---- RECORD SET

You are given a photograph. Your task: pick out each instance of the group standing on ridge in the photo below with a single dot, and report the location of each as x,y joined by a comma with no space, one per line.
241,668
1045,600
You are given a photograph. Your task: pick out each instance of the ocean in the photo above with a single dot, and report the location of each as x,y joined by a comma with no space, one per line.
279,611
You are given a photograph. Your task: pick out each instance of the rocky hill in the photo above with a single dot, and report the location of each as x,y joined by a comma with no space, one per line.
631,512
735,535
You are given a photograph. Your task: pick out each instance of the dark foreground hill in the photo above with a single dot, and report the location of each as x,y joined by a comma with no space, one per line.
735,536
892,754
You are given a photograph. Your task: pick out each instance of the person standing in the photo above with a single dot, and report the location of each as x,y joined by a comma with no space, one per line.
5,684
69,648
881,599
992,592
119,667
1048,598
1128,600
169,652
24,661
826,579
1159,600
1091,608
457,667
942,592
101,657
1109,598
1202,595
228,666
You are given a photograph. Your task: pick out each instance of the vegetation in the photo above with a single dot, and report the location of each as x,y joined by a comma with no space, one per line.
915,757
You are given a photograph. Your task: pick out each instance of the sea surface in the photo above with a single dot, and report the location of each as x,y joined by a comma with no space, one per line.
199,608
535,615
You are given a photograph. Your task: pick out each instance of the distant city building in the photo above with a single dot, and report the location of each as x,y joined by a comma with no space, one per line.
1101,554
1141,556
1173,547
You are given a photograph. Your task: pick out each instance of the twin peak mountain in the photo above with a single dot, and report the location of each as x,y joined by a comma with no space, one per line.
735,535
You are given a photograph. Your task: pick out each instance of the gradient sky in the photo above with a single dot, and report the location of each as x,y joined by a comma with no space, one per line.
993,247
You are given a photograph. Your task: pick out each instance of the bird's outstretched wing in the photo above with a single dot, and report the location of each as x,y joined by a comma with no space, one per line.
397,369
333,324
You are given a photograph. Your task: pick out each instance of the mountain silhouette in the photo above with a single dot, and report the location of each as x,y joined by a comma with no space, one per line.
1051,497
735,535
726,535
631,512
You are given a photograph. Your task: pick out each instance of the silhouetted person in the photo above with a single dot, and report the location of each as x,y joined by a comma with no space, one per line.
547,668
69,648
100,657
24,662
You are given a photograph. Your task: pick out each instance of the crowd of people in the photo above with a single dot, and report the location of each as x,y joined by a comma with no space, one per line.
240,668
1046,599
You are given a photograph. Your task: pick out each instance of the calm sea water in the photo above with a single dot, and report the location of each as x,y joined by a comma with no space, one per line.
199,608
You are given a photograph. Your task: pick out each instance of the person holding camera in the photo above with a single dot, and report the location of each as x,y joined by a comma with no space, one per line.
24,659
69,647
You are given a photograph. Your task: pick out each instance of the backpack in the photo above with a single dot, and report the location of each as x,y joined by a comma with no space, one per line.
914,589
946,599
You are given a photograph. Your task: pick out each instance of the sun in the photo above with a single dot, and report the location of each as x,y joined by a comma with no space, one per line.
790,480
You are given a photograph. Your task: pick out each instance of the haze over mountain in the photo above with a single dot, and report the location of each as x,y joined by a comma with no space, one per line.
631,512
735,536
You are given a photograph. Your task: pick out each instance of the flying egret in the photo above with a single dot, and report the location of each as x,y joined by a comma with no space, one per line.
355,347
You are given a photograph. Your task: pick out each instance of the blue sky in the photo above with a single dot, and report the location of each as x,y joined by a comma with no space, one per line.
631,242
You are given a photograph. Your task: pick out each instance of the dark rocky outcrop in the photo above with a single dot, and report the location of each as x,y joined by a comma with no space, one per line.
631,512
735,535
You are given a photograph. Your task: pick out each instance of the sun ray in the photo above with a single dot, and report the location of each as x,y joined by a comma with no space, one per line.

--------

## [ABOUT THIS TASK]
Give again the lines from the line holding "of the haze" through the close of the listing, both included, exactly as written and with nothing else.

## [SOLUTION]
You are given a photograph. Your task: pick out each instance of the haze over mountain in the photo above with a single dot, and report the location of each as x,y joined by a comma with no space, one per line.
631,512
735,536
You are given a photograph. Your task: pick out each instance of the flying egret in the photo above with a single dot, and report the location of each as x,y joined by a comma with no space, one per line.
355,347
You are given a photograph. Your task: pick out each instance of the blue sky in the photo above with a single dot, and report the location of each as x,y joined by a comma with no space, one per line.
631,242
You are given a photograph. Your task: pick out each instance of the dark rocky outcrop in the photo above with a single dot, and report the location of each as x,y joined by a comma with no space, one per line.
631,512
735,535
You are given a photograph. Your task: pick out each instance of the sun ray in the photo above with a single dot, and report the location of each as x,y joined by a comma with no space, one per line.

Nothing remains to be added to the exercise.